───── Extracted text

To establish deficient performance, a defendant must show that his attorney “performed at trial in an objectively unreasonable way considering all the circumstances and in the light of prevailing professional norms.” Romer v. State, 293 Ga. 339, 344, 745 S.E.2d 637 (2013). This requires a defendant to overcome “the strong presumption that counsel's performance fell within a wide range of reasonable professional conduct, and that counsel's decisions were made in the exercise of reasonable professional judgment.” Simmons v. State, 299 Ga. 370, 375, 788 S.E.2d 494 (2016) (citation and punctuation omitted). A defendant attempting to carry his burden “must show that no reasonable lawyer would have done what his lawyer did, or would have failed to do what his lawyer did not.” Davis v. State, 299 Ga. 180, 183, 787 S.E.2d 221 (2016). “In particular, decisions regarding trial tactics and strategy may form the basis for an ineffectiveness claim only if they were so patently unreasonable that no competent attorney would have followed such a course.” Id. (citation and punctuation omitted).
To establish prejudice, a defendant must show a reasonable probability that, but for trial counsel's deficiency, the result of the trial would have been different. See Patterson v. State, 314 Ga. 167, 171, 875 S.E.2d 771 (2022). “A reasonable probability is a probability sufficient to undermine confidence in the outcome.” Sullivan, 308 Ga. at 510, 842 S.E.2d 5 (citation and punctuation omitted). “[T]his burden is a heavy one.” Bates, 313 Ga. at 62-63, 867 S.E.2d 140 (citation and punctuation omitted).

──────────
───── Data entries

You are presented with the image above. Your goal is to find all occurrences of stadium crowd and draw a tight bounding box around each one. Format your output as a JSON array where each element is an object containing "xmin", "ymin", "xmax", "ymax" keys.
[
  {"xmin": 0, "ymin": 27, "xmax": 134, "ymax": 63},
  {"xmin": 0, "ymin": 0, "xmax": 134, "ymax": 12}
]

──────────
───── Data entries

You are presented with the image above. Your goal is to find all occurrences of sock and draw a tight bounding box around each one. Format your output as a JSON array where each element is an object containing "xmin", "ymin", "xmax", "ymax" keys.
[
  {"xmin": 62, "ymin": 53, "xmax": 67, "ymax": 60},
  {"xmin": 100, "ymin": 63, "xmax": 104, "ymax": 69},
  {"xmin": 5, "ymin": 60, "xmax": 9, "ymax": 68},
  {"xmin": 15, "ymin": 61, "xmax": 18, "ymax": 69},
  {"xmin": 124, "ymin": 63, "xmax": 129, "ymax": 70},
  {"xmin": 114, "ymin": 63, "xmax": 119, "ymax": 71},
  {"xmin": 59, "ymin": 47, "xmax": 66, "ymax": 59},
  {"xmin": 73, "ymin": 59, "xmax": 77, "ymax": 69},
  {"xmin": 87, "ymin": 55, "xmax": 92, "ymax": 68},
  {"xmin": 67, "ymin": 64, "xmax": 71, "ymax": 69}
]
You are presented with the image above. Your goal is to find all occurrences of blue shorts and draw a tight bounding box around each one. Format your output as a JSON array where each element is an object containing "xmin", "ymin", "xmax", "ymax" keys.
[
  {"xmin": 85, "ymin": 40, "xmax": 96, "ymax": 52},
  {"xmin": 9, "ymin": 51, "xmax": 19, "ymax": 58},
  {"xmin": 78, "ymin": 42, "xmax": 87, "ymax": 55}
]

──────────

[Task list]:
**A)** From the passage on ineffective assistance of counsel, write out word for word the part that opens with the words containing "To establish prejudice, a" and closes with "140 (citation and punctuation omitted).".
**B)** According to the passage on ineffective assistance of counsel, what must a defendant show to establish prejudice?

[Answers]:
**A)**
To establish prejudice, a defendant must show a reasonable probability that, but for trial counsel's deficiency, the result of the trial would have been different. See Patterson v. State, 314 Ga. 167, 171, 875 S.E.2d 771 (2022). “A reasonable probability is a probability sufficient to undermine confidence in the outcome.” Sullivan, 308 Ga. at 510, 842 S.E.2d 5 (citation and punctuation omitted). “[T]his burden is a heavy one.” Bates, 313 Ga. at 62-63, 867 S.E.2d 140 (citation and punctuation omitted).

**B)** A reasonable probability that, but for trial counsel's deficiency, the result of the trial would have been different.